Task instructions:
Locate each line of the listing below that contains the word "framed" and copy those lines, treating uppercase and lowercase letters as distinct.

Entries:
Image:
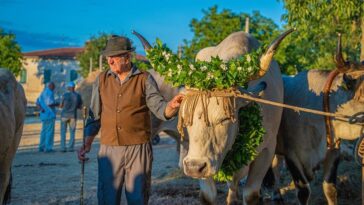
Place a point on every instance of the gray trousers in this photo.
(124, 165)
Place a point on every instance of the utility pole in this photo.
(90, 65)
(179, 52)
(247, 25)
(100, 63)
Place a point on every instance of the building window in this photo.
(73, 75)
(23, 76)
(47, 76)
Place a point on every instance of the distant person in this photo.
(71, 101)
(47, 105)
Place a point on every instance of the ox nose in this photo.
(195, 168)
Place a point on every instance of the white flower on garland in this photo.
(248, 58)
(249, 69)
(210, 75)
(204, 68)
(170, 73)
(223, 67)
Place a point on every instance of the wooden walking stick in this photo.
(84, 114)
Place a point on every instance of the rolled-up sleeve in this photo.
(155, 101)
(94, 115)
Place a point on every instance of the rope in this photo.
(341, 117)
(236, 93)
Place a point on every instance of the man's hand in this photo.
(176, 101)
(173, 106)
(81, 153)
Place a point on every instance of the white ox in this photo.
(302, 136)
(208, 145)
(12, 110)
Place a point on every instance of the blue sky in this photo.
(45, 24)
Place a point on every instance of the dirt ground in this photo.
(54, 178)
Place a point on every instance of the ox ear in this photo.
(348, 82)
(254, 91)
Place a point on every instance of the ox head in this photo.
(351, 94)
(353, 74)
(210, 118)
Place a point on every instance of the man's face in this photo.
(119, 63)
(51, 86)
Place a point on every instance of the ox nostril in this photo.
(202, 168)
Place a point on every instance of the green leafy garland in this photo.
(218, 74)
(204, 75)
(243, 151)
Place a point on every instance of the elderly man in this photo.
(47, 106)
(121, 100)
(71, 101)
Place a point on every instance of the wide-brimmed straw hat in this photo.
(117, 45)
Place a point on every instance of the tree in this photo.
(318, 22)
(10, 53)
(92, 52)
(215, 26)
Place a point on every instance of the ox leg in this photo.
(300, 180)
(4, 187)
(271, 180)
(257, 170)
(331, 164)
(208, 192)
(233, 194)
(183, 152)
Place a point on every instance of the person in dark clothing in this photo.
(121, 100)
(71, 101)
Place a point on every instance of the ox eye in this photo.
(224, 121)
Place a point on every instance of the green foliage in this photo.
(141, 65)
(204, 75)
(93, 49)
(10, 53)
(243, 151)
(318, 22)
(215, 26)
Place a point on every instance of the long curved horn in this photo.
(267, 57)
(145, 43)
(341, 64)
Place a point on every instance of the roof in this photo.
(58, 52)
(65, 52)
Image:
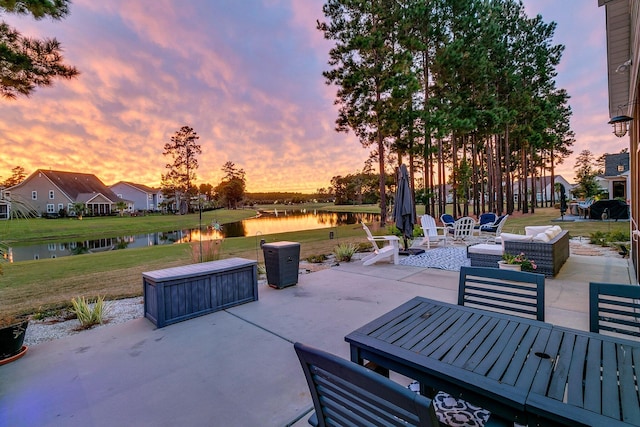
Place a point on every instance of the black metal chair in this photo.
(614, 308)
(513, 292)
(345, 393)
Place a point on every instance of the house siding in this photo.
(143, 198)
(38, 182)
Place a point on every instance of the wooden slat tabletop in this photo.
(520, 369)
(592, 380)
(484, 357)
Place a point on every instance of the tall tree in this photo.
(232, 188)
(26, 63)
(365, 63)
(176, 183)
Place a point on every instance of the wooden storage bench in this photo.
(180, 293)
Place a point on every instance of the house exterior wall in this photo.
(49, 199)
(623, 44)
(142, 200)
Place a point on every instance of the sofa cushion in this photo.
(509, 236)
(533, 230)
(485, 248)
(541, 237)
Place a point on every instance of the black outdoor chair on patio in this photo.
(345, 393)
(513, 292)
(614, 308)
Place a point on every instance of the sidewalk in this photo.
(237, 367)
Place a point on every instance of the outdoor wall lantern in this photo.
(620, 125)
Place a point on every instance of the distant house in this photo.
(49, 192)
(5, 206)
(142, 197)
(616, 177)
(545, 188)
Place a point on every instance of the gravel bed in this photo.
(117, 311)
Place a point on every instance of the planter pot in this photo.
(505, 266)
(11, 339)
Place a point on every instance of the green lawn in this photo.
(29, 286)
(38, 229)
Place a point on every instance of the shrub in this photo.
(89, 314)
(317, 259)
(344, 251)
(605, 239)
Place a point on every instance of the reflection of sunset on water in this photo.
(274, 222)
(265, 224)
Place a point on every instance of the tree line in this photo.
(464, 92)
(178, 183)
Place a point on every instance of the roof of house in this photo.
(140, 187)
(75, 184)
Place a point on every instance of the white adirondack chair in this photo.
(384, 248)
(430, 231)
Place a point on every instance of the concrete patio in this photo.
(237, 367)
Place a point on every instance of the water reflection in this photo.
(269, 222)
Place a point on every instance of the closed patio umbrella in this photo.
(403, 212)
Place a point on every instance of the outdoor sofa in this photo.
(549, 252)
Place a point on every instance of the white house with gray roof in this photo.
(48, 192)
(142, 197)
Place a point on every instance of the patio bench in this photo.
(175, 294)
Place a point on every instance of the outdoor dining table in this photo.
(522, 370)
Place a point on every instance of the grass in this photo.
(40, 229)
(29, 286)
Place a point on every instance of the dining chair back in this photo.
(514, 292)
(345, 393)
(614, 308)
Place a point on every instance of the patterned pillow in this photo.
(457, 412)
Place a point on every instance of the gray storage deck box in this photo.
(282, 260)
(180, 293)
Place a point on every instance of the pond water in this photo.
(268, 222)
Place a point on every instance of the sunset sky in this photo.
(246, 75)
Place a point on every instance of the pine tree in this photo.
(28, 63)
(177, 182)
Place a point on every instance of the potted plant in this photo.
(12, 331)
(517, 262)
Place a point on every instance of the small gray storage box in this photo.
--
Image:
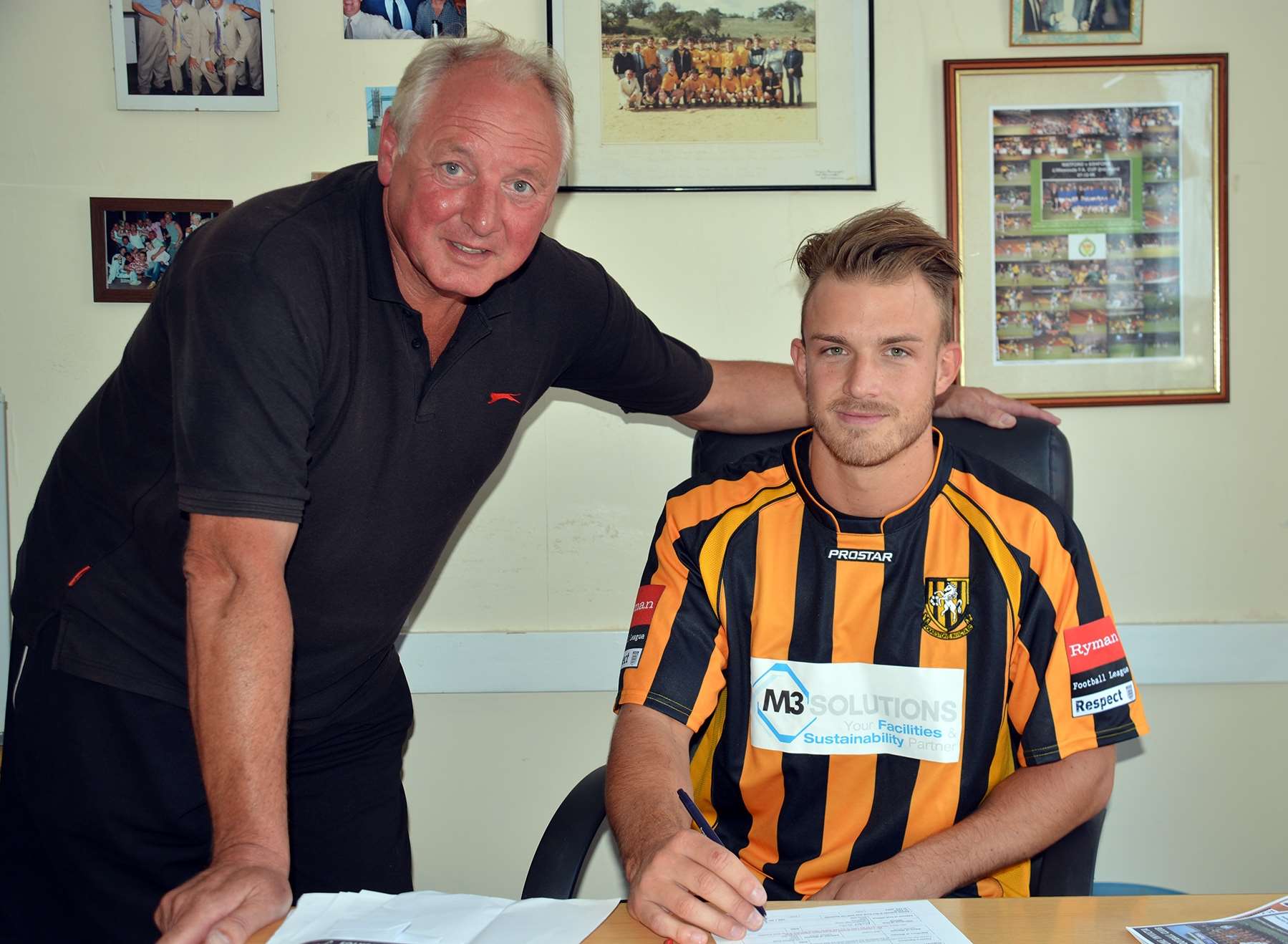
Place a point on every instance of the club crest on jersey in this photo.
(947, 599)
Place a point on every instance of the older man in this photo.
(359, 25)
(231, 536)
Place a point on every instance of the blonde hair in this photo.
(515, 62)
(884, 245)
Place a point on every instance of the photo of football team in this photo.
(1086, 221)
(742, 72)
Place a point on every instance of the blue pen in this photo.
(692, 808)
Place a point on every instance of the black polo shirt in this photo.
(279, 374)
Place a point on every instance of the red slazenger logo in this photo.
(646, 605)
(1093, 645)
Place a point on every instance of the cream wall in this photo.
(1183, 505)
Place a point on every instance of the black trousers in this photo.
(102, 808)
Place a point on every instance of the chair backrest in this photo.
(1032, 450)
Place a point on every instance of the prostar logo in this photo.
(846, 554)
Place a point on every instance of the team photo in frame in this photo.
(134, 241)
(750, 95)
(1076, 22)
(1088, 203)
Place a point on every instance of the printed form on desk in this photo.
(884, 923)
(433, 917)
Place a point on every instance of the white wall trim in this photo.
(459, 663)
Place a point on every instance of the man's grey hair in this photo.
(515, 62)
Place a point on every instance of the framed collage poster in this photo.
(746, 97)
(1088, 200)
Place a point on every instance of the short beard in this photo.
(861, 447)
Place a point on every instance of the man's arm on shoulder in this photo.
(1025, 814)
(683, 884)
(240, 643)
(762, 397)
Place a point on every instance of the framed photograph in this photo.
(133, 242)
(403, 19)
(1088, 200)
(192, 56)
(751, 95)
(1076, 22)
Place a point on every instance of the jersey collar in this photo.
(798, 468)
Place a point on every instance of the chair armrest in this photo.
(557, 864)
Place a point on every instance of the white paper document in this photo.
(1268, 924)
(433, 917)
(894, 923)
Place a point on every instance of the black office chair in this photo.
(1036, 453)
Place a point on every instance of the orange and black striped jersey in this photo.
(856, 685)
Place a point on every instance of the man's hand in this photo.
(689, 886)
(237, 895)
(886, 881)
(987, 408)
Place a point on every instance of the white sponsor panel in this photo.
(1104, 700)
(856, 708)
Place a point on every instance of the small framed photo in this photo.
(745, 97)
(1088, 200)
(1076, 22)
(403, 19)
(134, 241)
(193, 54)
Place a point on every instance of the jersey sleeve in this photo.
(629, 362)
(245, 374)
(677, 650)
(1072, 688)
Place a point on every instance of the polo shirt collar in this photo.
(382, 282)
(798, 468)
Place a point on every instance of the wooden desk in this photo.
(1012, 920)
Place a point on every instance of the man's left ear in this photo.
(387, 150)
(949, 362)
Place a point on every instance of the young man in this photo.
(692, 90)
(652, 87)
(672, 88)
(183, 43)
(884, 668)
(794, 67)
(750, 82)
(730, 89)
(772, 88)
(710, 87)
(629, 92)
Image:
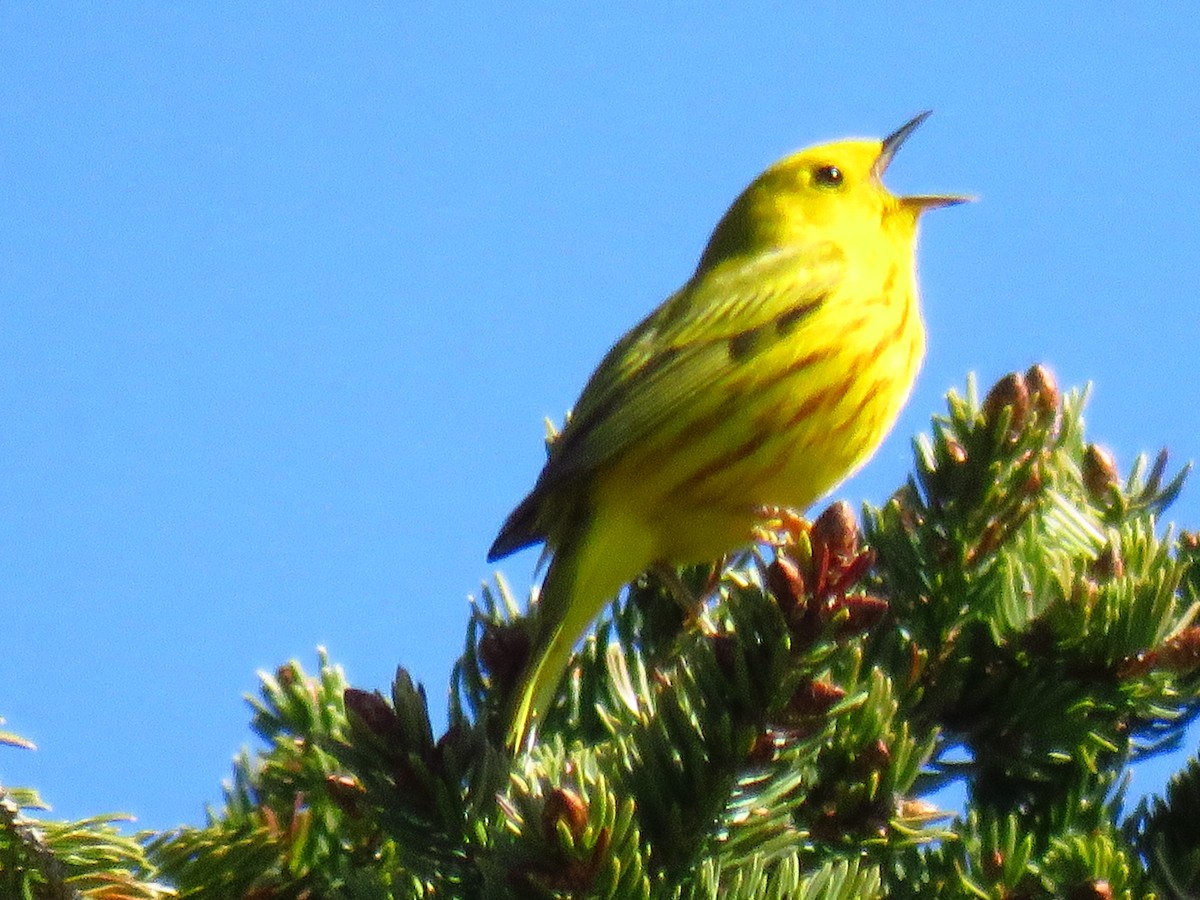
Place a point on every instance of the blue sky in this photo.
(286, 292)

Problem solution:
Place a point on every instance of the framed collage poster in this photo.
Place a point on every instance of the framed photograph in this photo.
Place a point on every instance of the small framed photo in this photo.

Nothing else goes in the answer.